>>>

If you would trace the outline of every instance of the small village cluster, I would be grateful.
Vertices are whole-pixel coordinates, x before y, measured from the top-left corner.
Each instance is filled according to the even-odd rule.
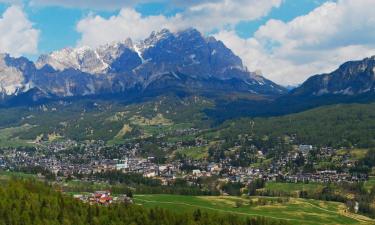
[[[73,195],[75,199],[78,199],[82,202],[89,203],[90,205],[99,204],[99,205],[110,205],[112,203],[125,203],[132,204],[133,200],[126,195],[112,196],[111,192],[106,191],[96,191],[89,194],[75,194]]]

<<<
>>>

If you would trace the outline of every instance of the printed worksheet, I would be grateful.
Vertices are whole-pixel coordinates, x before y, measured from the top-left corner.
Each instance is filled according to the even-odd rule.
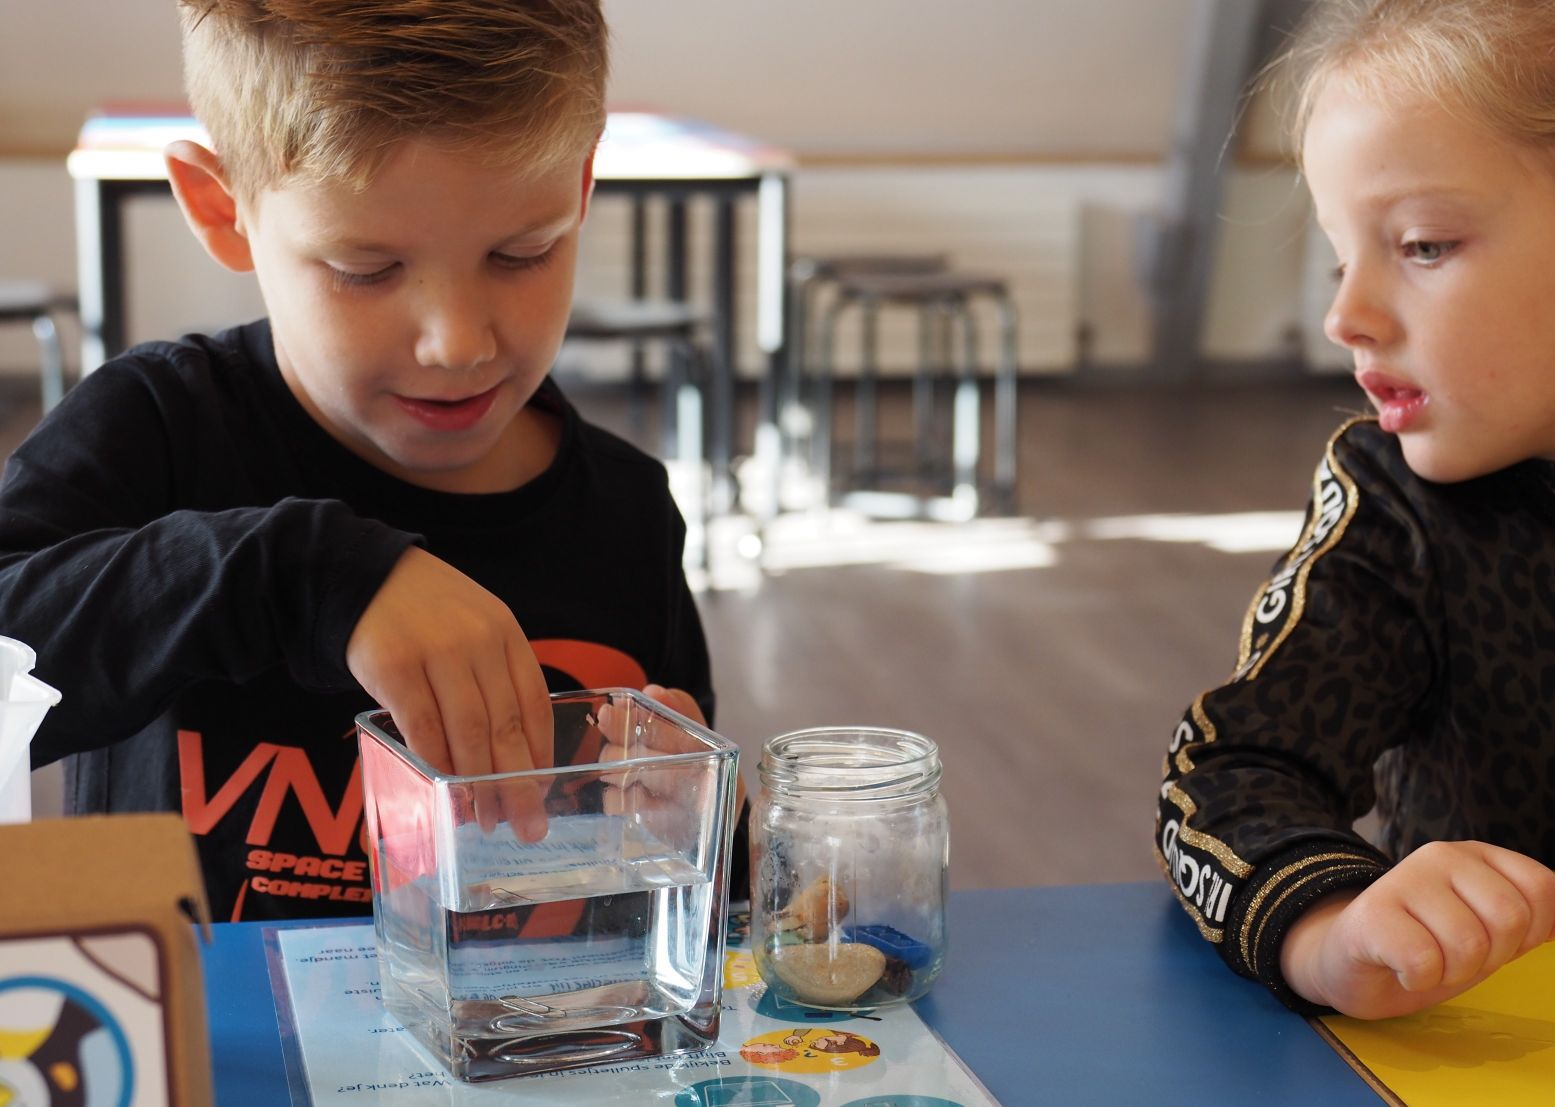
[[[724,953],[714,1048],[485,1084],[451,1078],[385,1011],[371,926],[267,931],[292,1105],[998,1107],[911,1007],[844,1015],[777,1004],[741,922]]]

<<<

**Exercise description:**
Within the records above, count the lines that hold the word "every" and give only that number.

**Answer box:**
2